> [Description of the task]: Please give the data from the line with "Given the image above, the detector locates the door frame" to the line with "690;415;821;444", both included, as a numbered list with blank lines left out.
....
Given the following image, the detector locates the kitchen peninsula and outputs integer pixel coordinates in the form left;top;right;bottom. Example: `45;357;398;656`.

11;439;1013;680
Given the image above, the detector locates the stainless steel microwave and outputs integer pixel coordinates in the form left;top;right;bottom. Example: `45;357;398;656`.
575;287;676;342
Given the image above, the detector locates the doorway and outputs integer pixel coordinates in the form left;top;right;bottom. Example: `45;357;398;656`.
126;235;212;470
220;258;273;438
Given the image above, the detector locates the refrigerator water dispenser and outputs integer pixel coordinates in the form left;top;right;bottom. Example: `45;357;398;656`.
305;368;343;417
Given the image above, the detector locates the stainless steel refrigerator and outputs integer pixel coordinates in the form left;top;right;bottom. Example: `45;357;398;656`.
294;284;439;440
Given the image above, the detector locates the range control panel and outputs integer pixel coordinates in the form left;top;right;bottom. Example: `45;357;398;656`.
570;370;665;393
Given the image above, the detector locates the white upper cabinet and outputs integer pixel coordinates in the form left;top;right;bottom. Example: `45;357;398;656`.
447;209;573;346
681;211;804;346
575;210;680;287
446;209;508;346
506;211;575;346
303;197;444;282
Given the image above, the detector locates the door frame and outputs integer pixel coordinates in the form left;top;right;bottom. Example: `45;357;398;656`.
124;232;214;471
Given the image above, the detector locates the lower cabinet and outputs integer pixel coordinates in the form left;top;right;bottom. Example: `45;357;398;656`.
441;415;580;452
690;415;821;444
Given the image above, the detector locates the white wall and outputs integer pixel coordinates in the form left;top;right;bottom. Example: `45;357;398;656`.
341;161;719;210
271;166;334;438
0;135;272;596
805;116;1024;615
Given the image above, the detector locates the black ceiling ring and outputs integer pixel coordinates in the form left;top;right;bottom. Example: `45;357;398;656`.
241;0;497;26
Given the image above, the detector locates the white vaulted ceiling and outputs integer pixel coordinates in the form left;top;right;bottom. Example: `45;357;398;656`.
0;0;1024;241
....
> [Reply to the task]:
1. Given the image above, the detector locates the door frame and outputs integer pixel coordinates in the form left;top;right;bottom. Example: `45;357;398;656`.
2. 124;232;214;471
3. Given the image above, the detector locates the lower cabinet and outputs integer pixel coordinates in the form left;top;right;bottom. Example: `45;357;398;656`.
4. 441;415;580;452
5. 690;415;821;444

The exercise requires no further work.